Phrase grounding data
================================

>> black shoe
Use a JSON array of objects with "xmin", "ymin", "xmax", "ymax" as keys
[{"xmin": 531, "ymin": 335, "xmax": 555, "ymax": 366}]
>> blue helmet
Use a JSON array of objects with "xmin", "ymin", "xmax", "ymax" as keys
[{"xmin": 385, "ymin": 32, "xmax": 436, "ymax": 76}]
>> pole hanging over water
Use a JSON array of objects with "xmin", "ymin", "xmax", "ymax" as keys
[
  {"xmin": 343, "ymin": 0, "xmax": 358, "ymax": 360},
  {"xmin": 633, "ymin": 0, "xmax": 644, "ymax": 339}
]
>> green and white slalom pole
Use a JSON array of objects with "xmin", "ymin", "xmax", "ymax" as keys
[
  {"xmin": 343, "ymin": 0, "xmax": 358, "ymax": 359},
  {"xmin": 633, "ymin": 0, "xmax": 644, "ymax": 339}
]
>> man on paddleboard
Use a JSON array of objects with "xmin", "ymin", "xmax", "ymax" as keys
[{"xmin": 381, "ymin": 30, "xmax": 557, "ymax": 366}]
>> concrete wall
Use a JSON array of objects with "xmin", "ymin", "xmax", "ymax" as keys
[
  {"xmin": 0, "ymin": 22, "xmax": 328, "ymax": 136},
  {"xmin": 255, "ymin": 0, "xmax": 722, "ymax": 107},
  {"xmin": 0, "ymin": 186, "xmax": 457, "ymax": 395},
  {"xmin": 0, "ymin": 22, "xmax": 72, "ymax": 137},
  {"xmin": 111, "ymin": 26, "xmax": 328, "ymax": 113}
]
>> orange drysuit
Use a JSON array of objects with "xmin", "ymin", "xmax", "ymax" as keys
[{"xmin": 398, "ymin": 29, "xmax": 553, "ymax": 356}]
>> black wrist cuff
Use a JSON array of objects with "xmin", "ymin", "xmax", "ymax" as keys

================================

» **WORK ITEM**:
I'd like all of the entries written out again exactly as they appear above.

» **OUTPUT**:
>> black shoe
Use a JSON array of objects with "xmin", "ymin", "xmax", "ymax" as keys
[{"xmin": 531, "ymin": 335, "xmax": 555, "ymax": 366}]
>> blue helmet
Use a JSON array of objects with "xmin", "ymin", "xmax", "ymax" as keys
[{"xmin": 385, "ymin": 32, "xmax": 436, "ymax": 76}]
>> pole hanging over water
Use a JSON array of objects with "xmin", "ymin", "xmax", "ymax" as keys
[
  {"xmin": 343, "ymin": 0, "xmax": 358, "ymax": 360},
  {"xmin": 633, "ymin": 0, "xmax": 644, "ymax": 339}
]
>> green and white slalom pole
Use a JSON array of objects with "xmin", "ymin", "xmax", "ymax" as keys
[
  {"xmin": 343, "ymin": 0, "xmax": 358, "ymax": 359},
  {"xmin": 633, "ymin": 0, "xmax": 644, "ymax": 339}
]
>> man on paddleboard
Use a JSON array of objects with "xmin", "ymin", "xmax", "ymax" as keys
[{"xmin": 381, "ymin": 30, "xmax": 557, "ymax": 366}]
>> concrete wall
Use a JSON array of objects with "xmin", "ymin", "xmax", "ymax" as keys
[
  {"xmin": 0, "ymin": 22, "xmax": 328, "ymax": 136},
  {"xmin": 255, "ymin": 0, "xmax": 722, "ymax": 107},
  {"xmin": 0, "ymin": 186, "xmax": 457, "ymax": 395},
  {"xmin": 0, "ymin": 22, "xmax": 72, "ymax": 137},
  {"xmin": 111, "ymin": 26, "xmax": 328, "ymax": 113}
]
>> orange drysuit
Use a JSON array of objects with "xmin", "ymin", "xmax", "ymax" as keys
[{"xmin": 398, "ymin": 29, "xmax": 553, "ymax": 356}]
>> black wrist cuff
Use a JSON array of objects with "xmin", "ymin", "xmax", "ymax" as keys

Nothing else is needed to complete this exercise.